Problem to solve → Rewrite all of the data below, replacing every occurrence of "instance" with "occurrence" and changing nothing else.

— START Dataset content —

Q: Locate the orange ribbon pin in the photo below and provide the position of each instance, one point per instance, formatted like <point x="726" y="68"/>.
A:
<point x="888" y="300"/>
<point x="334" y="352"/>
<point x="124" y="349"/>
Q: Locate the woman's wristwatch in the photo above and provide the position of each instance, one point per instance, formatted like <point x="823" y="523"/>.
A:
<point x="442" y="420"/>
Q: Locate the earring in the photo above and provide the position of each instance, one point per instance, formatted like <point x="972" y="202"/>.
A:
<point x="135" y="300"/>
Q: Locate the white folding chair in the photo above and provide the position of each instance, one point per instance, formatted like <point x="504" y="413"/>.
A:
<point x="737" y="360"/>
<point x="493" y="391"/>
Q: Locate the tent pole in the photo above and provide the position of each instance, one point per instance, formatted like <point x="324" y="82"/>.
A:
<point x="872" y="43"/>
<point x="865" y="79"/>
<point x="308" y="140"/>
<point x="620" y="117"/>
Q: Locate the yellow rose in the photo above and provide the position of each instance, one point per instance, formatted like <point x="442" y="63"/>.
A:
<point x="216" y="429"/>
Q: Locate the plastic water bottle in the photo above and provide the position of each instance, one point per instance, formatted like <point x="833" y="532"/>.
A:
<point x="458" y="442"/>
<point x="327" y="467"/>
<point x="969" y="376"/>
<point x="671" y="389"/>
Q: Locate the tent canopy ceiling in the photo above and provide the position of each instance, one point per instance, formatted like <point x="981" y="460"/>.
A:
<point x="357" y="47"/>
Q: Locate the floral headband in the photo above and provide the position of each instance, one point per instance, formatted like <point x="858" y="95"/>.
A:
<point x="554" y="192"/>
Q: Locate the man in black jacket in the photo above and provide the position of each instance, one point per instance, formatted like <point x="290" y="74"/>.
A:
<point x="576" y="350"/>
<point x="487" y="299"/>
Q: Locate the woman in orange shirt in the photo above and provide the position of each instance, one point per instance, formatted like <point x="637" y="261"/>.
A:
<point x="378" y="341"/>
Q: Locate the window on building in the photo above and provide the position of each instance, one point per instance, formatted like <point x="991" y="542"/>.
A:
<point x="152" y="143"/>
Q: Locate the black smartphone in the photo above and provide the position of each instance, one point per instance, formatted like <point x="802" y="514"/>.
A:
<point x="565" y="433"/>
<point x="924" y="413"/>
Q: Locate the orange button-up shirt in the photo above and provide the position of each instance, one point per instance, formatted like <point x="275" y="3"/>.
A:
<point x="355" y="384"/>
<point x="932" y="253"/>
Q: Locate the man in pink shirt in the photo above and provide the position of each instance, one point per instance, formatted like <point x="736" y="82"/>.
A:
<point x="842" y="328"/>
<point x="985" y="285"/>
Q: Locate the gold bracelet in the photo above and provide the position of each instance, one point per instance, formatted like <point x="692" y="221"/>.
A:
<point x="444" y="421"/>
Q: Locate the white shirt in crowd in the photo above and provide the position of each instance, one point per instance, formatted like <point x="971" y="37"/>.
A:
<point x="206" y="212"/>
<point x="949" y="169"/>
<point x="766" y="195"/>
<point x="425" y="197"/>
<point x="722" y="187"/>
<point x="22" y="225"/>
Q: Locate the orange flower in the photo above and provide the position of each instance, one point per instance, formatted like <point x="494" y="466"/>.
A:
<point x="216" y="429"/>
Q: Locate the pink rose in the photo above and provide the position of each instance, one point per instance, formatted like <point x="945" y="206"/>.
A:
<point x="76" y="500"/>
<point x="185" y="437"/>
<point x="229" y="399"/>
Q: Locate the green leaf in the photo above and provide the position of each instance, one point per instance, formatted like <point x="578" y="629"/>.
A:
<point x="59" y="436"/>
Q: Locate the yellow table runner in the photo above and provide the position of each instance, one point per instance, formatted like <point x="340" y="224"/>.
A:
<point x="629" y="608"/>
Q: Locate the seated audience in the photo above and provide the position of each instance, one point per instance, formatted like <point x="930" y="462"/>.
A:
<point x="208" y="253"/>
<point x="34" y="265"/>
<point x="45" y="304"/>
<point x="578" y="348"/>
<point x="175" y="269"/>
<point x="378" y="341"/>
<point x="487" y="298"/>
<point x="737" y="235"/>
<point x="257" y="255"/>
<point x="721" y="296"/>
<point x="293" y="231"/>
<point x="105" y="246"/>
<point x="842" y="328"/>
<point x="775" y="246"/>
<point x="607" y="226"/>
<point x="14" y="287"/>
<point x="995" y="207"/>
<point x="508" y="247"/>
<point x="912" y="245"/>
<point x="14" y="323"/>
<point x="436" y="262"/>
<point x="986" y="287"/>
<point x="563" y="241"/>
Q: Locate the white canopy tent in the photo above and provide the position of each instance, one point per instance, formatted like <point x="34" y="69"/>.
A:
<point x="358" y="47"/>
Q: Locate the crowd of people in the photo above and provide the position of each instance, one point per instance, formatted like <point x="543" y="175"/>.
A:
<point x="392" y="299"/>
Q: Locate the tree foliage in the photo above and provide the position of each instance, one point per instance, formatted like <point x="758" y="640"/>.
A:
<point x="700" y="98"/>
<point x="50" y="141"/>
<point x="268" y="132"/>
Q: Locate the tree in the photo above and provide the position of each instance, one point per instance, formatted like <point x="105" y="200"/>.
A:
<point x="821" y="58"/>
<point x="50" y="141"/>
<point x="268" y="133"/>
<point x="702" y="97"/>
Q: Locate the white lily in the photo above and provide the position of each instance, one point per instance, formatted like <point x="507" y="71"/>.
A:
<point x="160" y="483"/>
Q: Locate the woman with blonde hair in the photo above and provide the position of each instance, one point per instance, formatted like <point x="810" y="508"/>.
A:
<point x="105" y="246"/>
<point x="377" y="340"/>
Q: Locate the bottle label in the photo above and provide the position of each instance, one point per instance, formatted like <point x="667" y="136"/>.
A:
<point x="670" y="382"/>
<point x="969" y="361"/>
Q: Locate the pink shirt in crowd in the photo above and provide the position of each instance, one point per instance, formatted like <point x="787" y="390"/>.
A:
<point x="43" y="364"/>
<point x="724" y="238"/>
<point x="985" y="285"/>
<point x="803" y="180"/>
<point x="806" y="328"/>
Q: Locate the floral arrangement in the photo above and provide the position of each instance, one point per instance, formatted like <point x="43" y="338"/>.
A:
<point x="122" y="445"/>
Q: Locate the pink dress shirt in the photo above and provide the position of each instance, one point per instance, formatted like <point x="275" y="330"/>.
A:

— END Dataset content —

Full solution →
Q: Locate the orange ribbon pin in the photo below and provide the position of each occurrence, one point per occurrence, formatted like <point x="726" y="68"/>.
A:
<point x="888" y="300"/>
<point x="334" y="352"/>
<point x="124" y="349"/>
Q: Locate the woman's wristwatch in the photo above and provide the position of each occurrence, one point per occurrence, formatted like <point x="823" y="523"/>.
A:
<point x="442" y="420"/>
Q: Locate the earring in the photo above and provide the position of each occurrence, one point per occurrence, formatted like <point x="972" y="202"/>.
A:
<point x="135" y="300"/>
Q: Locate the white folding chair in the photo above and provide the position of each occurrence, one point per occurrence, formatted like <point x="504" y="413"/>.
A:
<point x="737" y="360"/>
<point x="493" y="391"/>
Q: Locate the tent pole in the photo above and provide the position of each occurrence, one point per occurrence, formatted like <point x="324" y="82"/>.
A:
<point x="872" y="43"/>
<point x="865" y="79"/>
<point x="308" y="140"/>
<point x="620" y="117"/>
Q: Locate the yellow rose in the photo above and provide the position of each occurrence, one point per occurrence, formatted like <point x="442" y="63"/>.
A:
<point x="216" y="429"/>
Q: Locate the plastic water bottle in the photo above and provide the position of each occurrence, one point per occurrence, formatted like <point x="833" y="532"/>.
A:
<point x="458" y="442"/>
<point x="327" y="467"/>
<point x="969" y="376"/>
<point x="671" y="389"/>
Q: Locate the tent canopy ceiling in the photo above and provide the position of each occurrence, one point per occurrence, formatted like <point x="981" y="460"/>.
A:
<point x="357" y="47"/>
Q: Locate the floral headband in the photo above and provide the position of each occurrence, one point per occurrence, formatted like <point x="858" y="95"/>.
A:
<point x="554" y="192"/>
Q: Locate the man in black jacket in the photo above and provide the position of each occurrence, one point per occurrence, formatted like <point x="290" y="74"/>.
A:
<point x="576" y="350"/>
<point x="487" y="299"/>
Q: Locate the woman in orange shirt in the photo above and provide the position of each occurrence, one point per occurrence, formatted like <point x="637" y="261"/>.
A:
<point x="378" y="341"/>
Q: Locate the window on building in the photo above and provide the position of each occurrence, one point per occurrence, formatted like <point x="991" y="542"/>.
A:
<point x="152" y="143"/>
Q: Locate the black smartphone in the photo above and provide the position of each occurrence, one point per occurrence, formatted like <point x="802" y="514"/>.
A:
<point x="565" y="433"/>
<point x="924" y="413"/>
Q: Locate the orange button-up shirt in the photo above and provide the position of each occurrence, one point per occurrence, formatted like <point x="275" y="3"/>.
A:
<point x="355" y="384"/>
<point x="932" y="253"/>
Q: Locate the man in pink shirt in the photo above and provide the position of each occurrence, one point per occurrence, formatted like <point x="736" y="82"/>.
A:
<point x="842" y="328"/>
<point x="985" y="285"/>
Q: Locate the gold bracelet in the photo above and provide the position of each occurrence, one point per occurrence, formatted like <point x="692" y="221"/>.
A:
<point x="444" y="421"/>
Q: Locate the white shirt in crowd in the photo above and provide the position of each occurrence, one point per occurrence, formatted like <point x="971" y="37"/>.
A:
<point x="206" y="212"/>
<point x="949" y="169"/>
<point x="766" y="195"/>
<point x="425" y="197"/>
<point x="722" y="187"/>
<point x="22" y="225"/>
Q: Locate the orange flower in the photo above and provide the position of each occurrence, one point per occurrence, formatted like <point x="494" y="466"/>.
A:
<point x="216" y="429"/>
Q: Locate the pink rose in the photo above and provide the position of each occurrence, one point per occurrence, formatted like <point x="945" y="206"/>.
A:
<point x="76" y="500"/>
<point x="185" y="437"/>
<point x="229" y="399"/>
Q: Locate the green leaf in the photo above and provide the position of each occurrence, one point per occurrence, formatted like <point x="578" y="629"/>.
A:
<point x="59" y="436"/>
Q: Locate the yellow table runner in the photo above and provide the position of each occurrence, one point per occurrence, formatted like <point x="340" y="224"/>.
A:
<point x="629" y="608"/>
Q: Locate the seated audience in the photo above and provide the position of each occurrence, one point per occurrence, formatted like <point x="930" y="462"/>.
A:
<point x="208" y="253"/>
<point x="34" y="265"/>
<point x="45" y="304"/>
<point x="578" y="348"/>
<point x="175" y="269"/>
<point x="378" y="341"/>
<point x="487" y="298"/>
<point x="737" y="235"/>
<point x="257" y="255"/>
<point x="721" y="296"/>
<point x="293" y="231"/>
<point x="105" y="246"/>
<point x="842" y="328"/>
<point x="775" y="246"/>
<point x="607" y="226"/>
<point x="14" y="287"/>
<point x="995" y="207"/>
<point x="508" y="247"/>
<point x="912" y="245"/>
<point x="14" y="323"/>
<point x="436" y="262"/>
<point x="986" y="287"/>
<point x="563" y="241"/>
Q: Locate the white canopy tent in the photo above and provide the position of each occurrence, one point per occurrence, formatted like <point x="34" y="69"/>.
A:
<point x="358" y="47"/>
Q: Locate the crowd of people in the photo above and provide the position of each occurrence, one point per occurrence, formatted like <point x="543" y="175"/>.
A:
<point x="392" y="299"/>
Q: Locate the tree foliage in the photo above and provide the position of each occurrence, one point per occurrence, formatted like <point x="758" y="640"/>.
A:
<point x="700" y="98"/>
<point x="50" y="141"/>
<point x="268" y="132"/>
Q: Locate the tree in the photo above and provide the position of each occurrence, one point per occurrence, formatted like <point x="105" y="200"/>.
A:
<point x="821" y="58"/>
<point x="50" y="141"/>
<point x="268" y="133"/>
<point x="702" y="97"/>
Q: Locate the white lily in the photo above and provide the position of each occurrence, one point per occurrence, formatted like <point x="507" y="71"/>.
A:
<point x="160" y="483"/>
Q: Locate the woman with blonde hair in the photo above and provide the position of each occurrence, one point per occurrence, formatted like <point x="810" y="508"/>.
A:
<point x="105" y="246"/>
<point x="377" y="340"/>
Q: Locate the bottle label in the photo above and provide the position of each occurrence, one point per occurrence, formatted like <point x="667" y="136"/>.
A:
<point x="670" y="382"/>
<point x="969" y="361"/>
Q: Locate the pink shirt in crowd in the photo above and provide the position of each occurrence, one point per occurrence, formatted like <point x="787" y="390"/>.
A:
<point x="43" y="364"/>
<point x="724" y="238"/>
<point x="985" y="285"/>
<point x="803" y="180"/>
<point x="806" y="328"/>
Q: Locate the floral arrangement in the photo above and provide the position of each occurrence, one point per occurrence, formatted like <point x="43" y="338"/>.
A:
<point x="122" y="445"/>
Q: Locate the pink dress shirt in the photo above and provide the position of each occurrence, one point per occurrence, formatted like <point x="275" y="330"/>.
A:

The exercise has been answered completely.